Extrait du document ::
§ §

M. H. est engagé le 23 février 2004 par la société D en contrat à durée déterminée (CDD). Ce CDD est renouvelé puis transformé en contrat à durée indéterminée (CDI) le 25 février 2005. Chacun des trois contrats indiquait : « Le salarié percevra chaque mois un salaire net forfaitaire de 1 653 € ». Le 26 décembre 2016, M. H. est licencié. Il saisit le conseil de prud’hommes pour obtenir diverses sommes dont un rappel de salaire, démontrant n’avoir jamais perçu la somme de 1 653 € net par mois.

LE DÉBAT

L’article L.1221-1 du Code du travail dispose que « le contrat de travail est soumis aux règles du droit commun. Il peut être constaté dans les formes qu’il convient aux parties contractantes d’adopter ». A ce titre, avant la signature, les parties sont amenées à négocier son contenu pour, dans le respect du droit du travail et de la convention collective, organiser leurs futures relations. Employeur et salarié s’accordent notamment sur une rémunération, un volume horaire, des missions.

§ §

Ensemble de lignes ::

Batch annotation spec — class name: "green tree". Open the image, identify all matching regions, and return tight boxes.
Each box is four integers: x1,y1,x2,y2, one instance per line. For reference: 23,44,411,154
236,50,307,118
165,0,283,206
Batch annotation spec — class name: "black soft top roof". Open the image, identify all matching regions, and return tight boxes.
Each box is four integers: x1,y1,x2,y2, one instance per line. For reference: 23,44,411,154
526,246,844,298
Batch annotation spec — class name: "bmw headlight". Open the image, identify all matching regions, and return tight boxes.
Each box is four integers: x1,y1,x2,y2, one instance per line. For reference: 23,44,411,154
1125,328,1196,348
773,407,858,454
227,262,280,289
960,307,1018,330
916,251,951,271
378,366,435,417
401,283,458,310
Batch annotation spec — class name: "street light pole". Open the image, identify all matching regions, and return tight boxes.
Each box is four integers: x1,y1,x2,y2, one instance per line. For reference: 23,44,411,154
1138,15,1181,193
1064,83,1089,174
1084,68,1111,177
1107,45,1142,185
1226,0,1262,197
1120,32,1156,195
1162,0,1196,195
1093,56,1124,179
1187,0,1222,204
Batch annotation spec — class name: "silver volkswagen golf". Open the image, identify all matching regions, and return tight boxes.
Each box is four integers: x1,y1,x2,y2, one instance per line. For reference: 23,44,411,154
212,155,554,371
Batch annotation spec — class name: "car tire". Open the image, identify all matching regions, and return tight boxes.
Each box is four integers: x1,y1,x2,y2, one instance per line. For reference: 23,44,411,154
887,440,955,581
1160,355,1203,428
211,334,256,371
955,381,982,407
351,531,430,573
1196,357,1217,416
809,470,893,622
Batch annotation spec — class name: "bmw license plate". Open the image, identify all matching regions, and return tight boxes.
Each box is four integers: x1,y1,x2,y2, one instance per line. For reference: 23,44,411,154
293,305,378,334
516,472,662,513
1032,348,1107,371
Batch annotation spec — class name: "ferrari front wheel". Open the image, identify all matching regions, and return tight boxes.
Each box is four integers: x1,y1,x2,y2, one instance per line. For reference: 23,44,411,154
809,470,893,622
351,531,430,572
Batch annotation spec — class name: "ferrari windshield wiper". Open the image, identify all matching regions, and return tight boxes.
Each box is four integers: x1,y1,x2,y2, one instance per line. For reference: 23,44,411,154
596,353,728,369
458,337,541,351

§ §

Consigne 1 :: Reproduisez fidèlement, dans l'extrait sur l'affaire de M. H., le passage allant de « L’article L.1221-1 du » jusqu'à « horaire, des missions. ».
Consigne 2 :: Selon l'extrait sur l'affaire de M. H., pourquoi les parties négocient-elles le contenu du contrat de travail avant sa signature ? Répondez en une à trois phrases.
Consigne 3 :: Présentez sous forme de liste le paragraphe de l'extrait sur l'affaire de M. H. qui commence par « M. H. est engagé », en conservant ses faits principaux.
Les lignes ne servent à aucun des exercices.

Réponse attendue 1 ::
L’article L.1221-1 du Code du travail dispose que « le contrat de travail est soumis aux règles du droit commun. Il peut être constaté dans les formes qu’il convient aux parties contractantes d’adopter ». A ce titre, avant la signature, les parties sont amenées à négocier son contenu pour, dans le respect du droit du travail et de la convention collective, organiser leurs futures relations. Employeur et salarié s’accordent notamment sur une rémunération, un volume horaire, des missions.

Réponse attendue 2 :: Les parties négocient le contenu du contrat avant sa signature pour organiser leurs futures relations, dans le respect du droit du travail et de la convention collective. Elles s'accordent ainsi notamment sur une rémunération, un volume horaire et des missions.

Réponse attendue 3 ::
- 23 février 2004 : M. H. est engagé par la société D en CDD.
- Le CDD est renouvelé, puis transformé en CDI le 25 février 2005.
- Les trois contrats prévoyaient un salaire net forfaitaire de 1 653 € par mois.
- 26 décembre 2016 : M. H. est licencié.
- Il saisit le conseil de prud'hommes pour obtenir diverses sommes, dont un rappel de salaire, en démontrant n'avoir jamais perçu 1 653 € net par mois.